■ **Requirement**
Output every entry exactly, from the first line to the last.

Point labeling examples
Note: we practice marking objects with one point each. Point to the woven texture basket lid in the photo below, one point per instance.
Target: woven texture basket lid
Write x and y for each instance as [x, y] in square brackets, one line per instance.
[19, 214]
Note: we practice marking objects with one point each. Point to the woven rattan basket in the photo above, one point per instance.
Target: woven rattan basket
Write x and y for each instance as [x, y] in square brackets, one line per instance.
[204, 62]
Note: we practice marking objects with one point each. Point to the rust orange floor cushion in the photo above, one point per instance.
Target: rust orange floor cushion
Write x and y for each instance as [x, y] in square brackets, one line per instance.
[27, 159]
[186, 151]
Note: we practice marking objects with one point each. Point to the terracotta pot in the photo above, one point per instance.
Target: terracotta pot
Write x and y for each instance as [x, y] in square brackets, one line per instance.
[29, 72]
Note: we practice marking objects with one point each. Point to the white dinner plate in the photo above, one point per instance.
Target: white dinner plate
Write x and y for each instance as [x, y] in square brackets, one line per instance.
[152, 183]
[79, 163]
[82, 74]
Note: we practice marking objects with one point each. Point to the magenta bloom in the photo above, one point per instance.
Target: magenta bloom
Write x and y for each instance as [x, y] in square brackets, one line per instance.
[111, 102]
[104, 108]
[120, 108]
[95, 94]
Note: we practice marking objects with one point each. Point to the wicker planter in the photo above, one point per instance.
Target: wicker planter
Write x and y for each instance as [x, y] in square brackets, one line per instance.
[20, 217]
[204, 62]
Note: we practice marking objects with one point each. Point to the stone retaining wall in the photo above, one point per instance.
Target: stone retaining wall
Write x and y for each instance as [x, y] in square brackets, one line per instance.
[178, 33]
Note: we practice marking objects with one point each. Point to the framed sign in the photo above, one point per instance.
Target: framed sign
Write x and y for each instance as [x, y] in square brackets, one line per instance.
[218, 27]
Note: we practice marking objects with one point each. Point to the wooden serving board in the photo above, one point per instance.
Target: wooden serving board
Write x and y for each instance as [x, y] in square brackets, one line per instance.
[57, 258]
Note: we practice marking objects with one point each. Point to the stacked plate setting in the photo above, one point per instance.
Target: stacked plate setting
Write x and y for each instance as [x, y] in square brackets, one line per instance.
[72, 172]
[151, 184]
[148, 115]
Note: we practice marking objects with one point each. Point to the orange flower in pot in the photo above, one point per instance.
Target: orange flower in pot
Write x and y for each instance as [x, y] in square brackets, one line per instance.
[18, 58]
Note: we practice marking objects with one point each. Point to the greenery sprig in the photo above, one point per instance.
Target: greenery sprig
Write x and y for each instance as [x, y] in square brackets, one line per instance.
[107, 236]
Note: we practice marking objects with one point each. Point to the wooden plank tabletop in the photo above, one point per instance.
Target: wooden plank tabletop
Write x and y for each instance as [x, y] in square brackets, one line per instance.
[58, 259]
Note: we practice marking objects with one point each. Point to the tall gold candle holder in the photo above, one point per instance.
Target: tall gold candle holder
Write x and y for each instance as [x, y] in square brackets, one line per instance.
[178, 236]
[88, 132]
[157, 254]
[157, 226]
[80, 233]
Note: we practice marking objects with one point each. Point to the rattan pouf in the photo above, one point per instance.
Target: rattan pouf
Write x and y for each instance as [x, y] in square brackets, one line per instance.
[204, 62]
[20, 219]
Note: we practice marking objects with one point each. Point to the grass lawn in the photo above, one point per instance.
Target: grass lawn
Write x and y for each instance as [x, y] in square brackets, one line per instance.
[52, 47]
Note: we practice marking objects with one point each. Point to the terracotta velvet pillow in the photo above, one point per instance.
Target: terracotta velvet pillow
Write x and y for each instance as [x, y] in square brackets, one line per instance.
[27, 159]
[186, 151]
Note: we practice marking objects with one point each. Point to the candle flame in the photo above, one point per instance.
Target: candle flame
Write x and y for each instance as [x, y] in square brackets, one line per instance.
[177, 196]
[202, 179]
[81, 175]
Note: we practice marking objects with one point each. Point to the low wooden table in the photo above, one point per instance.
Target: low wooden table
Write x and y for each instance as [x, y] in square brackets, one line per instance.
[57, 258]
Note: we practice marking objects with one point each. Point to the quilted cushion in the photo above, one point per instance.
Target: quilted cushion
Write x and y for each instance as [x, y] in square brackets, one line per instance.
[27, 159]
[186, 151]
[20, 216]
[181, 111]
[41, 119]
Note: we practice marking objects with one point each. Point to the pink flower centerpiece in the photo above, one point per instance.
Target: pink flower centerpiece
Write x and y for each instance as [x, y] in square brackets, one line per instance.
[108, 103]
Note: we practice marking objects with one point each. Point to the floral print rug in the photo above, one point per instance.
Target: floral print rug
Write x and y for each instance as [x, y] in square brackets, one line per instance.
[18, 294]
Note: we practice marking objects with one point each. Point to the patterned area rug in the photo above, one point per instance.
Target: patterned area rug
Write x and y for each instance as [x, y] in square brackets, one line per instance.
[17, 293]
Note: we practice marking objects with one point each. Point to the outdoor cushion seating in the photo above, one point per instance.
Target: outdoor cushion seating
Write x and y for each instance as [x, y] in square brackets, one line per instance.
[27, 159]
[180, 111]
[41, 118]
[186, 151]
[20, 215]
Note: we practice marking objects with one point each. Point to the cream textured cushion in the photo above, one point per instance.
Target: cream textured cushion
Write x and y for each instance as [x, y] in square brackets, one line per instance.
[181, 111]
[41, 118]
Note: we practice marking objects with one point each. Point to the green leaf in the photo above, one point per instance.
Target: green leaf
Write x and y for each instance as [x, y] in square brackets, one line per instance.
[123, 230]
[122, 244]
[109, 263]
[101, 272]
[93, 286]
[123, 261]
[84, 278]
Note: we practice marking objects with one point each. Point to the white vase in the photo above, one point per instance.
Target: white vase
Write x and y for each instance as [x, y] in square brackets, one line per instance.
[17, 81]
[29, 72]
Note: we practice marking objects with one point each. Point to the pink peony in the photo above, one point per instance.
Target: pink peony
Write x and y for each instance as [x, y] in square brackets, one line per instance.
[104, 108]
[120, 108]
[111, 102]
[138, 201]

■ **Solution for this task**
Note: we practice marking objects with one point each. Point to the woven texture basket lid in the photo below, one point per instance.
Target: woven texture basket lid
Write x and y for each instance as [x, y] in square brackets, one line per instance.
[19, 214]
Note: we practice marking objects with one point each. Point to the woven rattan basket in the photo above, one point per instance.
Target: woven rattan basket
Write x and y for each instance as [x, y] in square brackets, one line per instance.
[204, 62]
Note: we practice marking objects with one point each. Point to the rust orange floor cushion in the photo above, one point per instance.
Target: rust orange floor cushion
Write x and y for each instance as [x, y] in square brackets, one line per instance.
[27, 159]
[186, 151]
Note: we practice marking objects with one point each. Point to the terracotta pot in the photo above, one point per instance.
Target: terracotta pot
Write x and y for each instance as [x, y] in square brackets, one line per instance.
[29, 72]
Note: we practice marking objects with one point each. Point to the white dinner plate in the photo above, one point per instance.
Target: white dinner plate
Write x and y for each instance as [x, y] in square brackets, one line per instance.
[152, 183]
[79, 163]
[82, 74]
Note: we practice marking objects with one point each. Point to the magenta bloom in the photo above, one point per instance.
Target: magenta bloom
Write x and y for each instance as [x, y] in square brackets, one line per instance.
[111, 102]
[104, 108]
[120, 108]
[95, 94]
Note: we practice marking objects with one point each. Point to the wicker planter in the photo above, one point per instance.
Target: wicker planter
Write x and y for each instance as [x, y] in square brackets, one line per instance.
[20, 217]
[204, 62]
Note: we practice marking objects with one point each. Point to the stone retaining wall in the photo above, one point per instance.
Target: stone retaining wall
Write x and y for each instance as [x, y] in square brackets, one line per instance.
[178, 33]
Note: we practice marking objects with one point each. Point to the framed sign in the photo above, one point per instance.
Target: framed sign
Write x and y for each instance as [x, y] in square brackets, one line per instance.
[218, 27]
Note: we practice marking objects with one point each. Point to the wooden serving board in the photo above, one point per instance.
Target: wooden serving board
Write x and y for each instance as [x, y] in square brackets, one line per instance.
[57, 258]
Note: we practice marking objects with one point each. Point to the stacked plate setting in the photo above, one point per instance.
Target: stacked plate setting
Write x and y for each instance as [x, y] in square brackets, one line per instance.
[72, 172]
[151, 184]
[148, 115]
Note: we practice marking objects with one point each. Point to the orange flower in pot in the photo above, one point per instance.
Target: orange flower in pot
Write x and y for each instance as [x, y] in square brackets, one line per instance.
[18, 58]
Note: we practice marking objects with one point each. Point to the greenery sprig in the photo above, one point per instance.
Target: greenery sprig
Write x and y for each instance as [x, y] in square brackets, one line per instance.
[107, 236]
Note: we practice marking objects with one point each. Point to the wooden plank tabletop in the photo above, one point per instance.
Target: wooden plank tabletop
Write x and y for each instance as [x, y] in square brackets, one line per instance.
[58, 259]
Note: we practice marking objects with one point each. Point to the tall gold candle holder in the photo above, one point per instance.
Target: tall gold candle holder
Write x and y for each instance as [x, y] in square brackets, one line per instance.
[178, 236]
[88, 132]
[157, 254]
[157, 226]
[80, 233]
Note: we practice marking objects with one point each. Point to the rattan pouf in the photo above, one point per instance.
Target: rattan pouf
Write x and y for each instance as [x, y] in square brackets, one line per instance.
[204, 62]
[20, 219]
Note: we practice marking objects with one point each. Point to the grass lawn in the photo above, one point per instance.
Target: grass lawn
Write x and y for each instance as [x, y] in square brackets, one line per instance.
[52, 47]
Note: we practice marking objects with one point each. Point to the terracotta velvet pillow in the photo above, one point per instance.
Target: terracotta velvet pillow
Write x and y for each instance as [x, y] in square brackets, one line per instance.
[27, 159]
[186, 151]
Note: we practice marking objects with one point each. Point to the candle flame in the photo above, one point per instance.
Target: candle flame
Write x and y for each instance as [x, y] in square brackets, one line per instance.
[177, 196]
[202, 179]
[81, 175]
Note: we practice marking objects with one point each. Point to the low wooden table in the photo above, one point per instance.
Target: low wooden table
Write x and y for each instance as [x, y] in square brackets, one line per instance.
[57, 258]
Note: we practice marking objects with one point each. Point to the quilted cushion in the photo above, one point per instance.
Target: quilted cushion
Write x and y for each instance as [x, y] in square brackets, one line per instance.
[27, 159]
[186, 151]
[20, 216]
[181, 111]
[41, 119]
Note: we practice marking objects with one point each. Point to the pink flower centerpiece in the photo above, one point per instance.
Target: pink flower centerpiece
Write x and y for each instance as [x, y] in square brackets, one line per instance.
[108, 103]
Note: we practice marking objects with one point each. Point to the floral print rug in the photo above, one point per instance.
Target: floral print rug
Write x and y for each instance as [x, y] in square brackets, one line per instance.
[18, 294]
Note: we practice marking objects with one point each. Point to the patterned area rug in the photo above, one point per instance.
Target: patterned area rug
Write x and y for each instance as [x, y] in square brackets, one line per instance.
[17, 293]
Note: we practice marking objects with one point each. Point to the outdoor cushion seating in the photo above, one point per instance.
Target: outdoor cushion seating
Write x and y for each instance as [x, y] in square brackets, one line per instance.
[27, 159]
[180, 111]
[41, 118]
[186, 151]
[20, 215]
Note: we practice marking objects with one point each. Point to the cream textured cushion in the photo above, one point per instance.
Target: cream textured cushion
Write x and y for each instance as [x, y] in square brackets, one line per instance.
[181, 111]
[41, 118]
Note: we practice marking objects with one point each. Point to the green leaf in the photo above, one point per instance.
Target: green leaf
Write x and y for each instance as [x, y] in square brackets, one line per instance.
[123, 230]
[122, 244]
[109, 263]
[101, 272]
[93, 286]
[123, 261]
[84, 278]
Note: we practice marking objects with one point each. Point to the white vase in the photo above, one point per instance.
Target: white vase
Write x and y for each instance as [x, y] in square brackets, one line per instance.
[17, 81]
[29, 72]
Note: we practice marking objects with one point each. Point to the pink peony in the photo above, one point per instance.
Target: pink peony
Write x and y for each instance as [x, y] in square brackets, one line per instance.
[104, 108]
[120, 108]
[111, 102]
[138, 201]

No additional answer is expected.